§ **GOAL OF THE EXERCISE**: The result should be every line in the data below that carries the string "white".

--- START ---

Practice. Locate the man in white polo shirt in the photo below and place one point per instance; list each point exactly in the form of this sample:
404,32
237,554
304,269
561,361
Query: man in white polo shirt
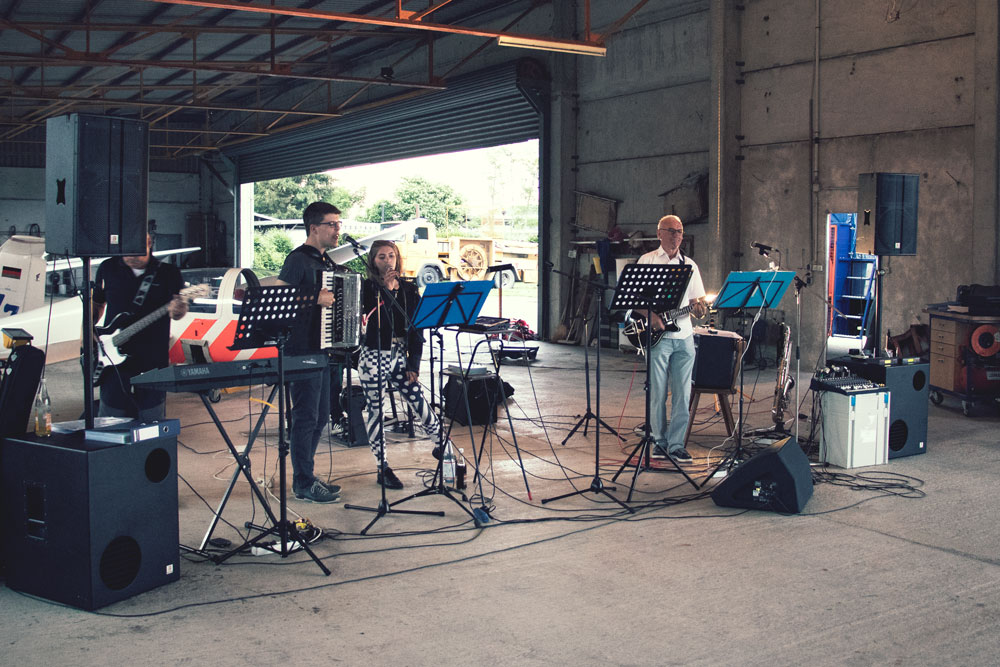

--- END ---

§ **WRITTEN RESPONSE**:
Practice. Locate the man in white polo shirt in the photo below and place one point per instance; list each point exactly in the form of this sample:
Query: man in white polo shirt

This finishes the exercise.